Short exercise: Copy out the listing that follows exactly, dropping every picture.

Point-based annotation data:
==================================================

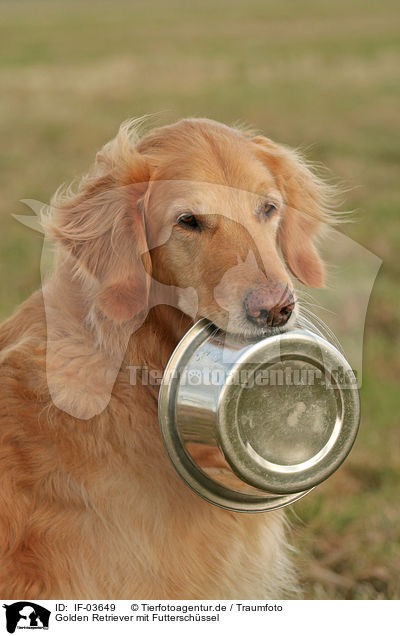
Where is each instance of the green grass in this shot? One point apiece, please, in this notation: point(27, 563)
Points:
point(315, 74)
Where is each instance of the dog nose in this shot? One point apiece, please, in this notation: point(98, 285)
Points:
point(270, 305)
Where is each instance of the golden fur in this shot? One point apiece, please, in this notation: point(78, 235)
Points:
point(91, 506)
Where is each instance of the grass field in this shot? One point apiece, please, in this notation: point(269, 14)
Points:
point(320, 75)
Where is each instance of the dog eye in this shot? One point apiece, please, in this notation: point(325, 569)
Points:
point(269, 208)
point(188, 221)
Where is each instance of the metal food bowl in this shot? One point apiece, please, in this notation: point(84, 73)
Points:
point(254, 425)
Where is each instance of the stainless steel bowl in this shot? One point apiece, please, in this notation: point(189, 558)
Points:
point(254, 425)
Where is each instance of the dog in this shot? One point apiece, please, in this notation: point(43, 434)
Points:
point(193, 219)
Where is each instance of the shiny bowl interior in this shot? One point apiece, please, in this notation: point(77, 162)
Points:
point(254, 425)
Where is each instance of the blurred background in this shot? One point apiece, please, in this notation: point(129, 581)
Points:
point(319, 75)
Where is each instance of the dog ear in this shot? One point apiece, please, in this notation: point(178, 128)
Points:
point(306, 199)
point(102, 230)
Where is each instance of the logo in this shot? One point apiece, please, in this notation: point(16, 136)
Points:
point(26, 615)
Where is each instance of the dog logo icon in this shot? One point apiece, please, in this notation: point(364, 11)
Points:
point(26, 615)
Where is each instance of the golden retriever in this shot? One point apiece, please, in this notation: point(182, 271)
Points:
point(91, 506)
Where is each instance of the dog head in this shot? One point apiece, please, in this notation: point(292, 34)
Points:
point(196, 204)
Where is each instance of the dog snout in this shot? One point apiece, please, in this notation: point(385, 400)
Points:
point(270, 305)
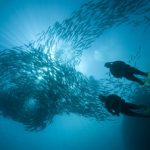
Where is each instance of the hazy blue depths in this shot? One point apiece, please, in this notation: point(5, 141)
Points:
point(52, 80)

==================================================

Expected output:
Where is each instance of the green grass in this shot? One point apiece, please, in this notation: point(27, 563)
Points:
point(315, 74)
Where is each instance of the dog nose in this shot? One point apiece, please, in this notation: point(98, 285)
Points:
point(270, 305)
Where is each instance of the golden fur in this shot? One point apiece, please, in this notation: point(78, 235)
Points:
point(91, 506)
Where is each instance of the grass field in this shot? One point apiece, please, in this notation: point(269, 14)
Points:
point(320, 75)
Where is each instance of the dog eye in this shot? One point apiece, please, in this notation: point(325, 569)
Points:
point(269, 208)
point(188, 221)
Where is each instance of the metal food bowl in this shot? One point apiece, please, in this notation: point(84, 73)
Points:
point(254, 425)
Where is each instance of the stainless steel bowl in this shot? One point apiece, please, in this notation: point(189, 558)
Points:
point(254, 425)
Where is each instance of the dog in this shot? One point apiece, please, in this notation: point(43, 434)
Points:
point(193, 219)
Where is each instance of the shiny bowl interior in this shot? One point apiece, please, in this notation: point(77, 162)
Points:
point(254, 425)
Where is each instance of the blurred background in this shot? One point apiece, please, in this notation: point(129, 581)
Points:
point(319, 75)
Where is each instance of the dog ear in this shot? One point apiece, please, in this notation: point(178, 128)
Points:
point(306, 199)
point(102, 230)
Where is each instance of the logo in this shot? One point apiece, please, in this notation: point(16, 136)
Points:
point(26, 615)
Where is each instance of the dog logo icon in this shot? One point apiece, please, in this notation: point(364, 11)
Points:
point(26, 615)
Where is each instance of the golden retriever in this shot? One point apiece, please, in this notation: point(182, 271)
Points:
point(91, 506)
Where is each instance of the dog head in this shot? One point apiece, please, in this notation: point(292, 34)
Points:
point(196, 204)
Where is each instance of the dog snout in this shot? One point apiece, please, in this notation: point(385, 400)
Points:
point(270, 305)
Where is each instance of the hazy blue depths in this shot? One point apiece, please, in this notation: point(5, 141)
Points:
point(52, 80)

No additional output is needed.